_EXCERPTED PASSAGE_
At some point in the last decade, most large organizations bought into connected planning. One platform, one model, one version of the truth. Finance, supply chain, and commercial teams all working from the same numbers, in real time, without the spreadsheet archaeology that preceded every executive meeting.

The vision is compelling. The reality is that you now have the same arguments about whose numbers are right, but they happen inside a very expensive SaaS platform with a much nicer UI.

What "Connected" Actually Means

A planning model connects data from multiple sources. This sounds straightforward until you realize that each source was built by a different team, governed by different rules, and has a different definition of what "this week's actuals" means.

Sales says revenue when the order is placed. Finance says revenue when it ships. Operations says volume when it hits the warehouse. All three are right by their own definitions. None of them are compatible.

Your connected planning model ingests all three, runs its logic, and produces beautifully formatted output that confidently aggregates numbers that were never meant to be aggregated. Then someone in the meeting asks "which line item is this?" and you spend 25 minutes inside a tool that was supposed to save everyone time.

Assumptions Are Load-Bearing and Nobody Labels Them

Every planning model has assumptions built in. Lead times, yield rates, minimum order quantities, replenishment rules, safety stock formulas. These were set by someone, at some point, under conditions that may or may not still exist.

The insidious thing about a mature planning model is that these assumptions become invisible. They were correct when the model was built. They have been wrong for 18 months. Nobody changed them because nobody is quite sure where they live, and the last person who knew is at a different company now.

When the model output stops matching reality, the first instinct is to question the algorithm. The algorithm is fine. The algorithm is faithfully executing assumptions from a world that no longer exists.

The Dashboard Problem

Connected planning tools produce dashboards. Dashboards produce confidence. Confidence produces decisions. And decisions made with confidence in a model that contains stale assumptions produce expensive outcomes.

I have watched organizations plan entire replenishment cycles off scenarios that looked authoritative because they were in a proper planning tool, color-coded, with variance arrows, when the underlying lead time assumption was based on a supplier relationship that had been renegotiated 14 months prior.

The dashboard is not the truth. The dashboard is a rendering of the model. And the model is a rendering of assumptions made by humans who were doing their best at the time.

What Actually Works

None of this means connected planning tools are bad. They are genuinely useful when used honestly. A few things that help:

Treat assumption management as a first-class concern. Every major assumption in your model should have an owner, a review cadence, and a flag when actuals diverge from the assumption by more than a defined threshold. This is not interesting work. It is the work that makes everything else reliable.

Version your model like code. Know what changed between this week's run and last week's run. Not just the numbers but the structure. If a formula changed, that is a release, not a routine update.

_MATERIAL SUPPLIED_
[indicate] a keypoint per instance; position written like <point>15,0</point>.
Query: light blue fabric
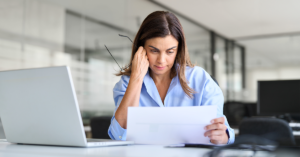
<point>208,93</point>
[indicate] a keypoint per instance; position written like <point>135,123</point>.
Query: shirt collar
<point>152,90</point>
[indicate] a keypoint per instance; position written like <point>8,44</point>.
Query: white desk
<point>15,150</point>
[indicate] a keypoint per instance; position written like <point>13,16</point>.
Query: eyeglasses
<point>114,57</point>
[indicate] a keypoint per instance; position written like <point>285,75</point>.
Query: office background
<point>237,42</point>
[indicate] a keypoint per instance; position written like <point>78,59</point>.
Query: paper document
<point>169,125</point>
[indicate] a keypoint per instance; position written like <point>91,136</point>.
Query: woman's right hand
<point>140,64</point>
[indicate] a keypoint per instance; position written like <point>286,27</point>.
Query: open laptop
<point>39,106</point>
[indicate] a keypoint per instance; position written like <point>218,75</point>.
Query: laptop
<point>39,106</point>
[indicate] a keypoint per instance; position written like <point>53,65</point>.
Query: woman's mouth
<point>159,67</point>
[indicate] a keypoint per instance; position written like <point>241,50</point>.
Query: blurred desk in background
<point>16,150</point>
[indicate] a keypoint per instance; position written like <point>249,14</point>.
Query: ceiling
<point>235,19</point>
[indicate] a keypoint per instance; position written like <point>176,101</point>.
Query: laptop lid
<point>39,106</point>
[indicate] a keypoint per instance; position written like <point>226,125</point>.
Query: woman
<point>161,75</point>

_GIVEN TASK 1_
Answer from the connected planning passage:
(a) When does Finance say revenue counts?
(b) For how long have the built-in assumptions been wrong?
(c) How many months before had the supplier relationship been renegotiated?
_GIVEN TASK 2_
Please copy out, word for word, the part of the connected planning passage that opens with the words containing "The insidious thing" and closes with "different company now.".

_EXERCISE RESULT 1_
(a) When it ships.
(b) 18 months.
(c) 14 months.

_EXERCISE RESULT 2_
The insidious thing about a mature planning model is that these assumptions become invisible. They were correct when the model was built. They have been wrong for 18 months. Nobody changed them because nobody is quite sure where they live, and the last person who knew is at a different company now.